▶ [STATED GOAL]: From the line that holds "# test: point at every instance of the blue mission" to the last line of the data, copy everything exactly; leave out all the rest.

▶ [MATERIAL FOR THE TASK]:
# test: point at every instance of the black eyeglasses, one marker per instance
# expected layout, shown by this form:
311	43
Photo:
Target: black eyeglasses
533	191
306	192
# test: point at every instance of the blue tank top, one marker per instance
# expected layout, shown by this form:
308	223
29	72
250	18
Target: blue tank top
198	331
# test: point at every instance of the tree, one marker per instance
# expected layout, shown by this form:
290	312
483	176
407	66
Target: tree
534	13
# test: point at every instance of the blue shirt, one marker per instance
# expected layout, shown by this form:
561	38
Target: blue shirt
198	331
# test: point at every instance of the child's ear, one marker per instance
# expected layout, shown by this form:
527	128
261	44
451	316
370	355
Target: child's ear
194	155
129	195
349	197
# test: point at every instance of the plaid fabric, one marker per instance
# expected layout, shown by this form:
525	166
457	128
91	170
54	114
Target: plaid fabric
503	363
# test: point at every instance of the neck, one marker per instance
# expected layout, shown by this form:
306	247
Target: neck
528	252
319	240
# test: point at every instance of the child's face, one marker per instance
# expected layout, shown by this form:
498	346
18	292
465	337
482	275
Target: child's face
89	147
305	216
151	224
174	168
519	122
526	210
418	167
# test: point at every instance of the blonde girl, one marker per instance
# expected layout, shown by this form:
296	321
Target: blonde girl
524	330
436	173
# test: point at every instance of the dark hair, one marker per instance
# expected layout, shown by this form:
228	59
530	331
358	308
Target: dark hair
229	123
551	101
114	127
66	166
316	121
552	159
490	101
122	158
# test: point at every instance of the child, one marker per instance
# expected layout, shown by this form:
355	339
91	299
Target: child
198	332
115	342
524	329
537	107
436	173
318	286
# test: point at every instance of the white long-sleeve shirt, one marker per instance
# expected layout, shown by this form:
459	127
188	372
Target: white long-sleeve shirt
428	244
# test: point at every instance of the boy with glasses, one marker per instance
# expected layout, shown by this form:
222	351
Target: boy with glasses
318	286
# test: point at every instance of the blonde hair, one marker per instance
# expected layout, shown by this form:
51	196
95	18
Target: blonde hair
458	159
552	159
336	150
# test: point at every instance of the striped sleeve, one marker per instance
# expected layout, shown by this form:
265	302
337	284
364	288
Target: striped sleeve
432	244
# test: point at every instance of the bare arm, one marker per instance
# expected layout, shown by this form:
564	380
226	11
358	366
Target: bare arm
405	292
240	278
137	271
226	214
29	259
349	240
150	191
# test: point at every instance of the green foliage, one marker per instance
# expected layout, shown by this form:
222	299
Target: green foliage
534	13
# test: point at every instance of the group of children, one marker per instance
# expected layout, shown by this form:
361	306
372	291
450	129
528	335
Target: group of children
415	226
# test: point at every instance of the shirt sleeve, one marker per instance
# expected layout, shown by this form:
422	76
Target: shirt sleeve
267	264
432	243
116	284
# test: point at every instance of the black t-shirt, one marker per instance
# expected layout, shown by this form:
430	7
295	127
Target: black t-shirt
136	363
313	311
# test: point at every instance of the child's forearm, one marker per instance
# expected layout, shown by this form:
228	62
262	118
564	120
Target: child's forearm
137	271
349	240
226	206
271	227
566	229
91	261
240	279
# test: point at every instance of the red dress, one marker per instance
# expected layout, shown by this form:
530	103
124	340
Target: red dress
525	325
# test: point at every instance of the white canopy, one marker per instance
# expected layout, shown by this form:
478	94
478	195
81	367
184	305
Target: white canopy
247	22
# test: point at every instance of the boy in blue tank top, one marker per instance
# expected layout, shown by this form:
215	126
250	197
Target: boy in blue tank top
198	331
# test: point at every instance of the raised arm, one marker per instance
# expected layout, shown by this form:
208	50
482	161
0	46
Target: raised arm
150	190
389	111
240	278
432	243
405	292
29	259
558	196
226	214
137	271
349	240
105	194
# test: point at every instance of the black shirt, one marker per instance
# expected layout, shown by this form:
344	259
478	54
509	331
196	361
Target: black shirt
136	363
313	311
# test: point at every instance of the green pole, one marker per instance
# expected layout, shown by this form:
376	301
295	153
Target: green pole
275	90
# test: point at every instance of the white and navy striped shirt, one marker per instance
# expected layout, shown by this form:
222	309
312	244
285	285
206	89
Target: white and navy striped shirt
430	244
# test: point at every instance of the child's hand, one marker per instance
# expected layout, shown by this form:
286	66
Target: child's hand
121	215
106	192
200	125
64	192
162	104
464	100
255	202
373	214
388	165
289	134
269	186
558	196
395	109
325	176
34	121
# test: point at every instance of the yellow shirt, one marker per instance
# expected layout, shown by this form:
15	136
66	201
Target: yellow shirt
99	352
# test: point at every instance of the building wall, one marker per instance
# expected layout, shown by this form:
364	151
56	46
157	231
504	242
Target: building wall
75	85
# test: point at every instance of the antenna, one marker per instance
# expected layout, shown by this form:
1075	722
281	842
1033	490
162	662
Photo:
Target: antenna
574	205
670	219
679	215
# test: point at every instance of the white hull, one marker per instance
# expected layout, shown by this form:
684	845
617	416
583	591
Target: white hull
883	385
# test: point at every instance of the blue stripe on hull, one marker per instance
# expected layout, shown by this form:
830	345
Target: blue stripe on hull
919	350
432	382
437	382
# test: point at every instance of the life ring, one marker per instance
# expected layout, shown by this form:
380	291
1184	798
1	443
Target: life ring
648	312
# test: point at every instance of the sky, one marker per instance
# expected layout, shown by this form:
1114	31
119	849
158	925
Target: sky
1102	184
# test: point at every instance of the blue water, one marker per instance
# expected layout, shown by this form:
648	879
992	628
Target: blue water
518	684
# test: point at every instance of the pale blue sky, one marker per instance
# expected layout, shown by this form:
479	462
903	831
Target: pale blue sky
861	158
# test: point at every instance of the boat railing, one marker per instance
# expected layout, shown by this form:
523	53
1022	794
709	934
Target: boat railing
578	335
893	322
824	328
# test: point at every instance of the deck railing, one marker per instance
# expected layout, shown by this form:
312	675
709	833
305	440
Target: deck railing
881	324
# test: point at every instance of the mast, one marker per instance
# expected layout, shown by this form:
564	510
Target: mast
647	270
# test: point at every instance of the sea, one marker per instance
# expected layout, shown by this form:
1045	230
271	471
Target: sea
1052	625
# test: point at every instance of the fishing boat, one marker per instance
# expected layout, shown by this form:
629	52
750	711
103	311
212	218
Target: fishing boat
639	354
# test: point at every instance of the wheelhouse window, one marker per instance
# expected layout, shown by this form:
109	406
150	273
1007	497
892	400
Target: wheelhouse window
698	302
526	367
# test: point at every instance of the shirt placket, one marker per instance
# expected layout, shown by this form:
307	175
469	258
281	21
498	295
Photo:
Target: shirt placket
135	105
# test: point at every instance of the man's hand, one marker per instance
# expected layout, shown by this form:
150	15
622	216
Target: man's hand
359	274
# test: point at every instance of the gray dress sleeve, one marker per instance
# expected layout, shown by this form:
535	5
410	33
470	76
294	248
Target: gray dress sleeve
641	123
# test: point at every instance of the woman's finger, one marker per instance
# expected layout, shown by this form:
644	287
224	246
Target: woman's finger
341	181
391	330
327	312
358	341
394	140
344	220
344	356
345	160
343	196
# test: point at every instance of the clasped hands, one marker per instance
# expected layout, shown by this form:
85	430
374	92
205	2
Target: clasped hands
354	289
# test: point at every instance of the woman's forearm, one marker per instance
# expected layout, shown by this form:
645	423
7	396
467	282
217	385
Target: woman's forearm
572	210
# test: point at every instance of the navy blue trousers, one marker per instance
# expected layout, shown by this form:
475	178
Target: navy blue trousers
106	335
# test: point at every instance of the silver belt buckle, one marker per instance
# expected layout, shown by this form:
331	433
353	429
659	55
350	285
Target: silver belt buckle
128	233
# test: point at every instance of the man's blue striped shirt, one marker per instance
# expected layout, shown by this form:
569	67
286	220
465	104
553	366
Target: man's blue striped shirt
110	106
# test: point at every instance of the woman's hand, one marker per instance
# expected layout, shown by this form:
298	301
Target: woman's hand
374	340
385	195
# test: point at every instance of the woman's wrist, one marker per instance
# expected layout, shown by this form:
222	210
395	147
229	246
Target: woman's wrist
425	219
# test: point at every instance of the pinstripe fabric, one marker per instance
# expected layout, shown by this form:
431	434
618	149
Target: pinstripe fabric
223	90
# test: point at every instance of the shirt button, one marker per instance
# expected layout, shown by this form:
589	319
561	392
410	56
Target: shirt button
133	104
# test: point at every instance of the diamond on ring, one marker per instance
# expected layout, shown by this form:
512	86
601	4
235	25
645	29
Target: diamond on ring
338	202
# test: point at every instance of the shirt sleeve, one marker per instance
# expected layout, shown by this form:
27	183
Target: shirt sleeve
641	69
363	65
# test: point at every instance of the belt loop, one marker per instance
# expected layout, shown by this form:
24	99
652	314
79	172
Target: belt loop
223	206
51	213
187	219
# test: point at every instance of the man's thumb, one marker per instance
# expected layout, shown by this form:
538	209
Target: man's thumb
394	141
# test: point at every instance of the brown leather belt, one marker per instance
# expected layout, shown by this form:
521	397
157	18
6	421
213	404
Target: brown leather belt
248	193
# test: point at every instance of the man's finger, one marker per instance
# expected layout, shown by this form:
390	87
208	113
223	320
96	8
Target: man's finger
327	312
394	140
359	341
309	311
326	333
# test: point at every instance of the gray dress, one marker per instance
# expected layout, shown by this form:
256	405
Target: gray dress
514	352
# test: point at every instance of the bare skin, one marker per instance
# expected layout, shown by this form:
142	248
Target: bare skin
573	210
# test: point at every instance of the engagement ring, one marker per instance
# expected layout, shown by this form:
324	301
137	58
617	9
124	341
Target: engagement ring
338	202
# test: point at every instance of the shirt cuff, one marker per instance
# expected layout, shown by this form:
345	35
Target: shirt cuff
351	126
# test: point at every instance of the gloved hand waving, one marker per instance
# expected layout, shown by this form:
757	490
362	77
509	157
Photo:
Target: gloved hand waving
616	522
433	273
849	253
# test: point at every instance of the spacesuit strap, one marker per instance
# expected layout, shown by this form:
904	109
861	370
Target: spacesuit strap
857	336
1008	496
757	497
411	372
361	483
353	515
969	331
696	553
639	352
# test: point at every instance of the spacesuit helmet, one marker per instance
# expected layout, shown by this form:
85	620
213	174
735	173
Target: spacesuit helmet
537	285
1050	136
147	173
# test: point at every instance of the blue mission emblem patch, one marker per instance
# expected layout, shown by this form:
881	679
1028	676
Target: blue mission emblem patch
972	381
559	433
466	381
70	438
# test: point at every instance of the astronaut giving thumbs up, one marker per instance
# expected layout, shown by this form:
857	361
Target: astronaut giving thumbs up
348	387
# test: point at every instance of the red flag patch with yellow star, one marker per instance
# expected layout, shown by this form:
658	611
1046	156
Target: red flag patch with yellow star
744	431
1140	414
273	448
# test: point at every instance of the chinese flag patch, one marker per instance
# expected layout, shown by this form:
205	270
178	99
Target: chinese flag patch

▶ [EXERCISE OUTPUT]:
# test: point at every instance of the blue mission emblem patch, one marker per instance
# expected layout, shown by this form:
881	679
1028	676
Target: blue mission emblem patch
972	381
559	433
466	381
70	438
# test: point at every instance of the astronaut giving thumbs up, one marker per instance
# expected layout, shown by this form:
857	361
Target: astronaut giving thumbs up
348	387
# test: point at every instance of the red flag patch with yellow star, one marker per instance
# expected layout, shown by this form:
658	611
1046	156
Target: red flag patch with yellow star
744	431
1140	414
273	448
# test: point at every instance of the chinese flag patch, one marker per instance
# expected layout, shown by this form:
205	270
178	99
Target: chinese flag patch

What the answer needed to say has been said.